▸ TASK TO COMPLETE
Copy out each line of the listing below in which the string "rough" occurs.

▸ RECORDS PROVIDED

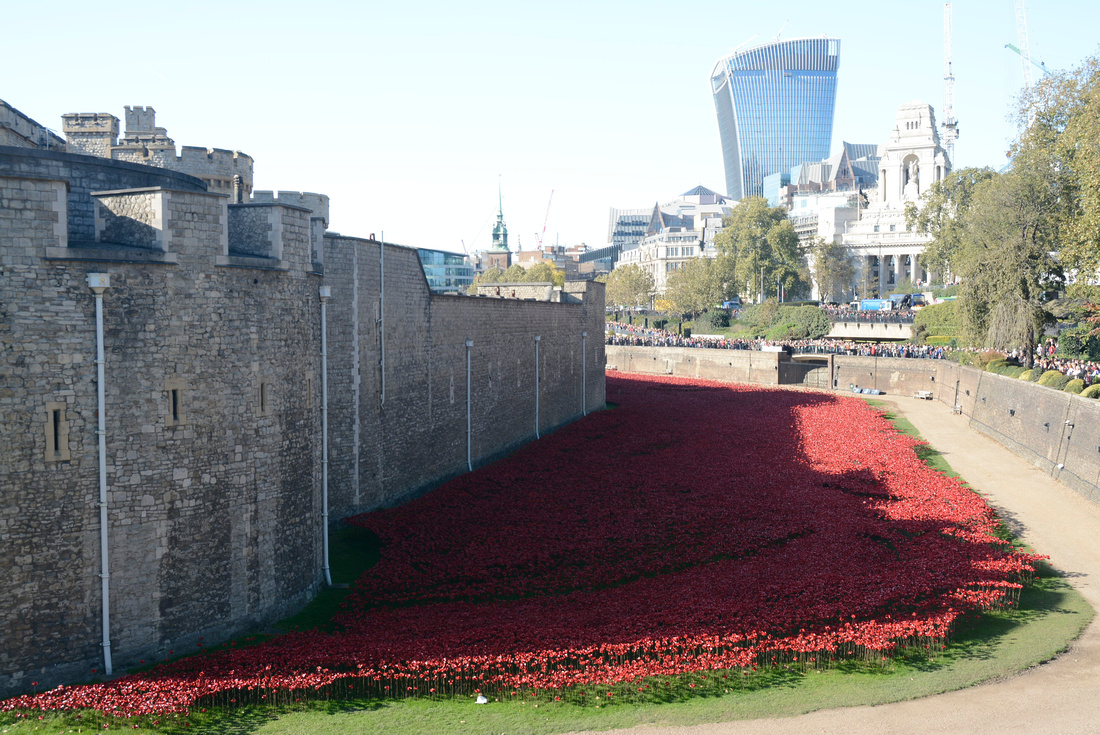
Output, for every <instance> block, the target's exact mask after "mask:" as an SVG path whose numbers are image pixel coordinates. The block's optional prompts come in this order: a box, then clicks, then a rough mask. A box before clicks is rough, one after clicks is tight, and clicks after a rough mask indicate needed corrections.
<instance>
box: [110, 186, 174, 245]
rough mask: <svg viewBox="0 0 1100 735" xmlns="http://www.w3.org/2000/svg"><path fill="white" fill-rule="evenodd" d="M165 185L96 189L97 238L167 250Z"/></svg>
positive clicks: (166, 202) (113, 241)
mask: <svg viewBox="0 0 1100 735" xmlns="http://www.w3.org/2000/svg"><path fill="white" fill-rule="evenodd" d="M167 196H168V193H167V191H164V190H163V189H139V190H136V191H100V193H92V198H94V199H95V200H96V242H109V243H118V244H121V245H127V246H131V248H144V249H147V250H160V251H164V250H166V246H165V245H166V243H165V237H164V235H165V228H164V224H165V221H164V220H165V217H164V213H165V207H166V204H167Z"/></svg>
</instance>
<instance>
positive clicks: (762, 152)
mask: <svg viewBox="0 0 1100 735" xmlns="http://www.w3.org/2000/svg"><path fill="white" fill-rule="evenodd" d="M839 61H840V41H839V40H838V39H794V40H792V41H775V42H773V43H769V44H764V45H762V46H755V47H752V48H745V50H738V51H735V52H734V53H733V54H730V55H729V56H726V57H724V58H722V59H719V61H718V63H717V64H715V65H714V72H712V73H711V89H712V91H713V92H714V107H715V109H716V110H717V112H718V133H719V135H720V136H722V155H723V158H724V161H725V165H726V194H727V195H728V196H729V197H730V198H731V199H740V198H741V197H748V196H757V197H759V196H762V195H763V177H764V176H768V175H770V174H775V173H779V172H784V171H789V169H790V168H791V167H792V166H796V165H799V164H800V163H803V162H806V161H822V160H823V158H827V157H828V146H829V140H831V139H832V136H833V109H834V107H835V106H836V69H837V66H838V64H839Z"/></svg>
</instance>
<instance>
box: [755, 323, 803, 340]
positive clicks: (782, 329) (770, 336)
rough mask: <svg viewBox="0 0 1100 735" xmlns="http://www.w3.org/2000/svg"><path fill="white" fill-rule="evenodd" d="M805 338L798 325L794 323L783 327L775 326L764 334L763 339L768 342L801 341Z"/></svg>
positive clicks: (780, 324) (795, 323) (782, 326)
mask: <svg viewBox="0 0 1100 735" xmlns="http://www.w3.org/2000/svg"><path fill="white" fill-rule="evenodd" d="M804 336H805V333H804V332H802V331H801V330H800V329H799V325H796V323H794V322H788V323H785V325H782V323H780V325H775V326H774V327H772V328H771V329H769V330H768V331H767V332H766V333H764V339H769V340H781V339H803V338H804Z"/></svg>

* * *

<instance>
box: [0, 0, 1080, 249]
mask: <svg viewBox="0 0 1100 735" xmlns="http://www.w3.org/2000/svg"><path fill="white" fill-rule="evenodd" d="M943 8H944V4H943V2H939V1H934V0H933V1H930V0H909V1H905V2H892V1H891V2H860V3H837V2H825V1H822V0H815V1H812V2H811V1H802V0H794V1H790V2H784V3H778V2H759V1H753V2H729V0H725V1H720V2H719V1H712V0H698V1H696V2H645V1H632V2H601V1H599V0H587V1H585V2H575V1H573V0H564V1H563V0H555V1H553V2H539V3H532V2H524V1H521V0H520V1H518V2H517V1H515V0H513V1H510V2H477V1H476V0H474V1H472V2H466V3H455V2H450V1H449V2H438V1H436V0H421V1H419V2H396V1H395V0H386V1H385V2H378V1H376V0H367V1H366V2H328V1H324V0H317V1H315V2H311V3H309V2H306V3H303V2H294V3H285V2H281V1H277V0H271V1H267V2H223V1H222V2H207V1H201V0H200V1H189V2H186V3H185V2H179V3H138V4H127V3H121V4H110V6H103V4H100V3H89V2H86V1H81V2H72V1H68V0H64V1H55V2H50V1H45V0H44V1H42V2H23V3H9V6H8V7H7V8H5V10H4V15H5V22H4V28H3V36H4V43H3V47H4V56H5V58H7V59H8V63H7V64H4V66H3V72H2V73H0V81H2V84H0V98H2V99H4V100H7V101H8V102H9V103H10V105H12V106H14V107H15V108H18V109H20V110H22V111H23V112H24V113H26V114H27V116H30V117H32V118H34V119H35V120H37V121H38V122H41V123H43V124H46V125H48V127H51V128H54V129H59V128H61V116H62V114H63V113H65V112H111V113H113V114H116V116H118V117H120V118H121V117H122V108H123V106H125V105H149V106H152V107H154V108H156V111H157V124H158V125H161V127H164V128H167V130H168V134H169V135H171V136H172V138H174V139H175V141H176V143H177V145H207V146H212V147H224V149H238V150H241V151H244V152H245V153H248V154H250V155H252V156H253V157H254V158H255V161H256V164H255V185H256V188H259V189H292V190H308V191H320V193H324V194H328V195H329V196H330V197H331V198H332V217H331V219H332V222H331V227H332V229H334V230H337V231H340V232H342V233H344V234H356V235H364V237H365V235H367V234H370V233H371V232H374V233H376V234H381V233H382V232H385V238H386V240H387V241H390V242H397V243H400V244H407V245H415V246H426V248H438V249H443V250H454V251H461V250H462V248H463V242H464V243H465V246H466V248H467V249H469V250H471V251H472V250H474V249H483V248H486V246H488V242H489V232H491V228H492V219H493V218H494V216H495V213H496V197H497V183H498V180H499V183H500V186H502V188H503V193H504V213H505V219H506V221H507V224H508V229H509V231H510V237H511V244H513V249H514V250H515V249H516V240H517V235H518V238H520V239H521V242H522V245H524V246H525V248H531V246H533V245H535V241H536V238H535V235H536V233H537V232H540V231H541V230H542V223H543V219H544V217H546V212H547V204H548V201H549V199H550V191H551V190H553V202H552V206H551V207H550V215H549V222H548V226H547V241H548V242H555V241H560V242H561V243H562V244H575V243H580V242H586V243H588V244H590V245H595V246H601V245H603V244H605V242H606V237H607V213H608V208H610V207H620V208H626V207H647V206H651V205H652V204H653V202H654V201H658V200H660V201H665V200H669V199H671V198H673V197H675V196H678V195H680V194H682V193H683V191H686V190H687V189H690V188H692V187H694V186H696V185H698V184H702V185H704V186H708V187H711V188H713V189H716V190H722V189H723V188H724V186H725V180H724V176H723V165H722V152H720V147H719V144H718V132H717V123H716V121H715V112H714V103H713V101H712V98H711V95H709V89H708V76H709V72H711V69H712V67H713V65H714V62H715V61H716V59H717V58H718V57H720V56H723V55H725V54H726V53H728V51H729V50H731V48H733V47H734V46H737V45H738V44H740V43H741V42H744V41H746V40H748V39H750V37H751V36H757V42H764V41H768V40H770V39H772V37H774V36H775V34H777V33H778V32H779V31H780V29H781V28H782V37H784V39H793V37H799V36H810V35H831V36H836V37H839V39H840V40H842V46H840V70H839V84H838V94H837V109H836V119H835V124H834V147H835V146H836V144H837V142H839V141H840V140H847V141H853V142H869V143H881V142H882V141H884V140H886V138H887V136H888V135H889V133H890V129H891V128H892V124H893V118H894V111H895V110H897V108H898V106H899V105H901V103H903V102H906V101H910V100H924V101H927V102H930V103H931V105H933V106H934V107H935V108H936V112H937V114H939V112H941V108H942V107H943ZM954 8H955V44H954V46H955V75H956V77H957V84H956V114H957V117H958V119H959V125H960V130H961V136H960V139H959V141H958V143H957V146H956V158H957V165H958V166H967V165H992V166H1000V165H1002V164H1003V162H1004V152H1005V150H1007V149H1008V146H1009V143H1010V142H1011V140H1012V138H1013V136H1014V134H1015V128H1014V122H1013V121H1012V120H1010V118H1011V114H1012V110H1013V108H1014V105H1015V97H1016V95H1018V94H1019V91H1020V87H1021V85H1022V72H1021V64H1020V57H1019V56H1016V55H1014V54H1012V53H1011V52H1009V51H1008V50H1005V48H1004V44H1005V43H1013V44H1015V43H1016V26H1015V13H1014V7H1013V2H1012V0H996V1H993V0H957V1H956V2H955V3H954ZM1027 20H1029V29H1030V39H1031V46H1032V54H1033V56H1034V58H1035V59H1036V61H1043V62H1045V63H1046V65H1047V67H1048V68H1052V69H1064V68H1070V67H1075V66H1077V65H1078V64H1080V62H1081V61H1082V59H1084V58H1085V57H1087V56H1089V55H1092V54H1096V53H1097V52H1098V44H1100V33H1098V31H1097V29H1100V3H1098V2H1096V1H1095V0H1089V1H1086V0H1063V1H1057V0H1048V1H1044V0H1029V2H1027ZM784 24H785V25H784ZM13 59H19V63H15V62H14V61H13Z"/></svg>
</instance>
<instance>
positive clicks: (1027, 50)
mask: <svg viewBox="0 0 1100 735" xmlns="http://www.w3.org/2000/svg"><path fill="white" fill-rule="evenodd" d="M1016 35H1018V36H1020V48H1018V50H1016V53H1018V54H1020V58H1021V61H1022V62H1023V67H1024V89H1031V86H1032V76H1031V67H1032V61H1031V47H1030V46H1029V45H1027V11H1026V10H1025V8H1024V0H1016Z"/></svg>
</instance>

▸ ANSWER BELOW
Output, for every <instance> block, the target's exact mask after "mask:" as an SVG path whose numbers are image pixel coordinates. The block's optional prompts come in this order: a box, then clicks, then a rough mask. A box before clicks is rough, one after clicks is tight, and clicks after a rough mask indicate needed corrections.
rough mask: <svg viewBox="0 0 1100 735" xmlns="http://www.w3.org/2000/svg"><path fill="white" fill-rule="evenodd" d="M165 185L96 189L97 238L167 250Z"/></svg>
rough mask: <svg viewBox="0 0 1100 735" xmlns="http://www.w3.org/2000/svg"><path fill="white" fill-rule="evenodd" d="M805 338L798 325L794 323L783 327L775 326L764 334L763 339L768 342L801 341Z"/></svg>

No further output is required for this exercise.